§ EXERCISE DESCRIPTION: Locate each line in the entries below that contains the word "such" and copy those lines. Only matches with the same capitalization count.

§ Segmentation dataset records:
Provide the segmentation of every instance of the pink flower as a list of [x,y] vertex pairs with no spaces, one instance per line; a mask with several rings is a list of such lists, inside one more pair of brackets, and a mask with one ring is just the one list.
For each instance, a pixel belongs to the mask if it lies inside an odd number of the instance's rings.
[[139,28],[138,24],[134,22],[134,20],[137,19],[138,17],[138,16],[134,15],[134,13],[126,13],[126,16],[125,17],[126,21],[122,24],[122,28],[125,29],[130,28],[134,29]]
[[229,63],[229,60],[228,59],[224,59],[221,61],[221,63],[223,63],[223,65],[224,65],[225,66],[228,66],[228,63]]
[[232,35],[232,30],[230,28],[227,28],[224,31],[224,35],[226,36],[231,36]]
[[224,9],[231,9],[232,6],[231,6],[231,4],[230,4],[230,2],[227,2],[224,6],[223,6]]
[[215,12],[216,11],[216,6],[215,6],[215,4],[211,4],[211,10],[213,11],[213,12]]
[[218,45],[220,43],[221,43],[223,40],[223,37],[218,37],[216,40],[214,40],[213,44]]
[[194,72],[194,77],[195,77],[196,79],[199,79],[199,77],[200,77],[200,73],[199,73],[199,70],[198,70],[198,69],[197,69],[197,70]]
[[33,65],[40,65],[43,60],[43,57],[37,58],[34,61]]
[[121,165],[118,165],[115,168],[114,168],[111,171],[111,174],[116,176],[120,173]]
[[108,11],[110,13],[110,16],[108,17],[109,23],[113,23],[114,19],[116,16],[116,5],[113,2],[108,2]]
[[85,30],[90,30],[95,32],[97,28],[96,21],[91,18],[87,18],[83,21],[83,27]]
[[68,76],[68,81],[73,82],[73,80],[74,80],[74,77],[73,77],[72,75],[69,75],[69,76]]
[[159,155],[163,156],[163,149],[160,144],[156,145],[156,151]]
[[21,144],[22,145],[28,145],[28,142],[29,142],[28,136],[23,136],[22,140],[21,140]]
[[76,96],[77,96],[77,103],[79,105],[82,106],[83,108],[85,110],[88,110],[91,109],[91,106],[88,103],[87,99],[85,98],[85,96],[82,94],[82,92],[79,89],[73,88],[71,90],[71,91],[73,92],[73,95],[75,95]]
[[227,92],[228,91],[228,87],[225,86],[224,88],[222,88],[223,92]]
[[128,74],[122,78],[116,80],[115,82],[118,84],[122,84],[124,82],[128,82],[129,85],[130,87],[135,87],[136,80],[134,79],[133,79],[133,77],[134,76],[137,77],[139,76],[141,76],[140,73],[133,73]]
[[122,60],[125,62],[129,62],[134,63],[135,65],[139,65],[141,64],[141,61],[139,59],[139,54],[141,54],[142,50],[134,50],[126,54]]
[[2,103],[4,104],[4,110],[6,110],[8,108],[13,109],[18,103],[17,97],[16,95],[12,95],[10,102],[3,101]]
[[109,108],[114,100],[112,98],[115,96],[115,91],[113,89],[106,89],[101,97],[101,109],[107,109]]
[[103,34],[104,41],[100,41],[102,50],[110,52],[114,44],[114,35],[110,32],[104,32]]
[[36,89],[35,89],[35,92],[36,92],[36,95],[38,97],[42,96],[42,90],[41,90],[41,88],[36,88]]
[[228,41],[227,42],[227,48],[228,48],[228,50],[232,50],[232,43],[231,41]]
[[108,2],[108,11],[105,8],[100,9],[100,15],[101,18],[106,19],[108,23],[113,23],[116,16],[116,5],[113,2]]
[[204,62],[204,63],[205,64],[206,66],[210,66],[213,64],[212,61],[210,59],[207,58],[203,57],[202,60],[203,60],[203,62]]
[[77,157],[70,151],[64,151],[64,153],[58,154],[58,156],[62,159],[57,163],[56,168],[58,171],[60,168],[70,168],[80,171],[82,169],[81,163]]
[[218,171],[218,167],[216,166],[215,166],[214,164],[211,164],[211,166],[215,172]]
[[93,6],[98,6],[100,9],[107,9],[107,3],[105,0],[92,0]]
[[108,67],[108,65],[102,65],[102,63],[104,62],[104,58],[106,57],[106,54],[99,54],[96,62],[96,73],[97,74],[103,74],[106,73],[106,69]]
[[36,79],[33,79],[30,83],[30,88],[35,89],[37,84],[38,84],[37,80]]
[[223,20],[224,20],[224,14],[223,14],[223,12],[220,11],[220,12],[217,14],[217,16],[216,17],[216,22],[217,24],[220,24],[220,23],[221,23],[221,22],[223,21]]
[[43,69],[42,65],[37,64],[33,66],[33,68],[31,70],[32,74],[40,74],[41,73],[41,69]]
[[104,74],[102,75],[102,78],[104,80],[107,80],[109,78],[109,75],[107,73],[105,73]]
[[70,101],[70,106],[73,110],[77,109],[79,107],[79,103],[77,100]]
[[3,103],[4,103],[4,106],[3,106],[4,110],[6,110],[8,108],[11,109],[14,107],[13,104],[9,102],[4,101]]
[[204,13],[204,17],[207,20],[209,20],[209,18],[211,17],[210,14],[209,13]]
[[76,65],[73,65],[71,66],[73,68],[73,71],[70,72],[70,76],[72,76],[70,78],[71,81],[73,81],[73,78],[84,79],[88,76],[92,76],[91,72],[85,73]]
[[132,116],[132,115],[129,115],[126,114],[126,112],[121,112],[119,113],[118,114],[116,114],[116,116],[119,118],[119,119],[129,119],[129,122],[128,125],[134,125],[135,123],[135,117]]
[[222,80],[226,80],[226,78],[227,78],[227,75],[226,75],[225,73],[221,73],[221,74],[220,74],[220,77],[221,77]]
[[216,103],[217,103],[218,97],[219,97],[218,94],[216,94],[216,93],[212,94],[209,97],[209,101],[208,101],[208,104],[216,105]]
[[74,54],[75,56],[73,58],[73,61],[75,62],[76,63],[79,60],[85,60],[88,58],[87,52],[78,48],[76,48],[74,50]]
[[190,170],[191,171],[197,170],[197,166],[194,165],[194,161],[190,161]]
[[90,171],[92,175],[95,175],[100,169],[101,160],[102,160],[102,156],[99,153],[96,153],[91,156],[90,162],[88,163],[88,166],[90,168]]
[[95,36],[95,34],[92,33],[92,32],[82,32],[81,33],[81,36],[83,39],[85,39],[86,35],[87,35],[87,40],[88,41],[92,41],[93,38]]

§ EXERCISE SOLUTION:
Provide the segmentation of every instance of the pink flower as a list of [x,y] vertex pairs with no spaces, one instance per line; a mask with several rings is a list of such lists, inside one more pair of brackets, and a mask with one ring is just the one list.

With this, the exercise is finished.